[Begin]
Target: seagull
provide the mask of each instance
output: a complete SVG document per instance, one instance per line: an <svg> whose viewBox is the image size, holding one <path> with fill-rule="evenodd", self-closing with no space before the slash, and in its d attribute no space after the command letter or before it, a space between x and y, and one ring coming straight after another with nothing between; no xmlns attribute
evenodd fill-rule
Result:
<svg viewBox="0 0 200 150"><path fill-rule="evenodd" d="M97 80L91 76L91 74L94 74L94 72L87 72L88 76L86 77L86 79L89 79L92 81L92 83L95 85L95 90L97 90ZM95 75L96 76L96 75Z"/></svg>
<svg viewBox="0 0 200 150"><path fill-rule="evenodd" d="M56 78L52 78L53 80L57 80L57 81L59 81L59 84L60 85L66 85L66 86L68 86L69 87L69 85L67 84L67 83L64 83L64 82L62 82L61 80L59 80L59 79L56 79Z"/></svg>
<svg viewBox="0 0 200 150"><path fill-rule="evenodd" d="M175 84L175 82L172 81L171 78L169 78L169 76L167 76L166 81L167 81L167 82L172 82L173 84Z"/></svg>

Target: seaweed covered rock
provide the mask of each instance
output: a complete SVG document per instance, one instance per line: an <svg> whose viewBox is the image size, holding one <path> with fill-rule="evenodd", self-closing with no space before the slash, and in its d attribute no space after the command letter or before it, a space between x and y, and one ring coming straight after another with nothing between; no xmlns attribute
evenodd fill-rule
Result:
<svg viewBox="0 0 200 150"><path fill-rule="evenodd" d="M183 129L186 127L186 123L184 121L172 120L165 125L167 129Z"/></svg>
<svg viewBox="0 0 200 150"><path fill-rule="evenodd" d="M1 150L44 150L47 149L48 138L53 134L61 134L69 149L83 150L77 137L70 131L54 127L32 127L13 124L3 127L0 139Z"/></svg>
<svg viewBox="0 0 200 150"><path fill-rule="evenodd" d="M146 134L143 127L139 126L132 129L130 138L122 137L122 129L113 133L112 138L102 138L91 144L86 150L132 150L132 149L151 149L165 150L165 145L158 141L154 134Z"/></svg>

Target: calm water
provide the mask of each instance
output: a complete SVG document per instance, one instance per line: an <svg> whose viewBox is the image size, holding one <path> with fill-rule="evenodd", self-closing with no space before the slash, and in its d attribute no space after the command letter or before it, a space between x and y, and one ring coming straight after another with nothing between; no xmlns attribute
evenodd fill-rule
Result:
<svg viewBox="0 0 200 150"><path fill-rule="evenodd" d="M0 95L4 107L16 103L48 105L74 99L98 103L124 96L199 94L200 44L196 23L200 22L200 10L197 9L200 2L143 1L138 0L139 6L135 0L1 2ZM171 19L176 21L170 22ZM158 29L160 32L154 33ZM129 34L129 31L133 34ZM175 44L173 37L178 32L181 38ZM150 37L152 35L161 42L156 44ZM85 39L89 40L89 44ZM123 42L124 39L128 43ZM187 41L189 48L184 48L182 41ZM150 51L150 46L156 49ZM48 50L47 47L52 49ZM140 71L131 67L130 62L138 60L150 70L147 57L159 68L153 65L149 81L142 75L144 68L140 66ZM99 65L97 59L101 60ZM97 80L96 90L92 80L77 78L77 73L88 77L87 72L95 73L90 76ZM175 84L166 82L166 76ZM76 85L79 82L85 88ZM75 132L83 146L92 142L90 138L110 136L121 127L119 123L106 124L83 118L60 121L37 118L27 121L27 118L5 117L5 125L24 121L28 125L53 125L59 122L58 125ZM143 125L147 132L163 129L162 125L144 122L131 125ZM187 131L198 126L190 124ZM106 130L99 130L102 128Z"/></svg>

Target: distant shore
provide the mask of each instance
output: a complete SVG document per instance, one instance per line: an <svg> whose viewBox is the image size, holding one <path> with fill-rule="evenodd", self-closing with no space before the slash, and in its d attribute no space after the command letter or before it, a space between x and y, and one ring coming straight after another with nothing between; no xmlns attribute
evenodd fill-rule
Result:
[End]
▸ **WRITTEN PROBLEM**
Can you render the lines above as a numbered list, leaving out the blank lines?

▸ **ANSWER IN FULL**
1. Target: seagull
2. provide the mask of each instance
3. output: a complete SVG document per instance, one instance per line: an <svg> whose viewBox is the image size, holding one <path> with fill-rule="evenodd", self-closing with no space before the slash, and in its d attribute no space after the command letter or before it, a space between x and y, and one ring coming straight after another with nothing between; no xmlns attribute
4. evenodd fill-rule
5. Result:
6. <svg viewBox="0 0 200 150"><path fill-rule="evenodd" d="M97 80L91 76L91 74L94 74L94 72L87 72L88 76L86 77L86 79L89 79L92 81L92 83L95 85L95 90L97 90ZM95 75L96 76L96 75Z"/></svg>
7. <svg viewBox="0 0 200 150"><path fill-rule="evenodd" d="M56 78L52 78L53 80L57 80L57 81L59 81L59 84L60 85L66 85L66 86L68 86L69 87L69 85L67 84L67 83L64 83L64 82L62 82L61 80L59 80L59 79L56 79Z"/></svg>
8. <svg viewBox="0 0 200 150"><path fill-rule="evenodd" d="M175 84L175 82L172 81L171 78L169 78L169 76L167 76L166 81L167 81L167 82L172 82L173 84Z"/></svg>
9. Target: seaweed covered rock
10. provide the mask of each instance
11. output: a complete SVG document per instance, one instance per line: an <svg> whose viewBox is the image size, holding one <path> with fill-rule="evenodd", self-closing with no space before the slash, and in its d attribute no space after the command letter or before it, a space between x and y, and one ring coming straight after another with nothing between; no xmlns attribute
12. evenodd fill-rule
13. Result:
14. <svg viewBox="0 0 200 150"><path fill-rule="evenodd" d="M183 129L186 127L186 123L184 121L172 120L165 125L167 129Z"/></svg>
15. <svg viewBox="0 0 200 150"><path fill-rule="evenodd" d="M1 150L44 150L47 149L48 138L53 134L61 134L69 149L83 150L77 137L70 131L54 127L32 127L13 124L3 127L0 139Z"/></svg>
16. <svg viewBox="0 0 200 150"><path fill-rule="evenodd" d="M146 134L143 127L139 126L132 129L130 138L122 137L122 129L113 133L112 138L102 138L91 144L86 150L132 150L132 149L151 149L165 150L165 145L158 141L154 134Z"/></svg>
17. Target: calm water
18. provide the mask of each instance
19. output: a complete SVG document per instance, one instance per line: an <svg> whose viewBox is the image size, holding one <path> with fill-rule="evenodd", self-closing with no space before the slash, and in its d attribute no space after the command letter or before it, a space between x and y, and one ring coming straight after another with nothing between; no xmlns attribute
20. evenodd fill-rule
21. Result:
22. <svg viewBox="0 0 200 150"><path fill-rule="evenodd" d="M0 95L4 107L16 103L48 105L74 99L98 103L124 96L199 94L200 44L196 23L200 22L200 10L197 9L200 2L143 1L138 0L139 6L135 0L1 2ZM171 19L176 21L170 22ZM158 29L160 32L154 33ZM129 34L129 31L133 34ZM175 44L173 37L178 32L181 38ZM150 37L152 35L161 42L156 44ZM85 39L89 40L89 44ZM123 42L124 39L128 43ZM187 41L189 48L184 48L182 41ZM150 51L150 46L156 49ZM48 50L47 47L52 49ZM140 71L131 67L130 62L138 60L150 70L147 57L159 68L153 65L149 81L142 75L144 68L140 66ZM99 65L97 59L101 60ZM97 80L96 90L92 80L77 78L77 73L88 77L87 72L95 73L90 76ZM175 84L166 82L166 76ZM76 85L79 82L85 88ZM75 132L83 146L92 142L90 138L110 136L121 127L119 123L106 124L83 118L60 121L37 118L27 121L27 118L5 117L5 125L24 121L28 125L53 125L59 122L58 125ZM143 125L147 132L163 129L162 125L144 122L131 125ZM187 131L198 126L190 124ZM106 130L99 130L102 128Z"/></svg>
23. Target: distant shore
24. provide the mask of each instance
25. output: a complete SVG document per instance, one instance per line: an <svg> whose viewBox is the image size, holding one <path> with fill-rule="evenodd", self-closing with no space before the slash, and in its d attribute no space after the command letter or before it, a space between x and y, and one ring coming straight after another with nothing between; no xmlns attribute
26. evenodd fill-rule
27. Result:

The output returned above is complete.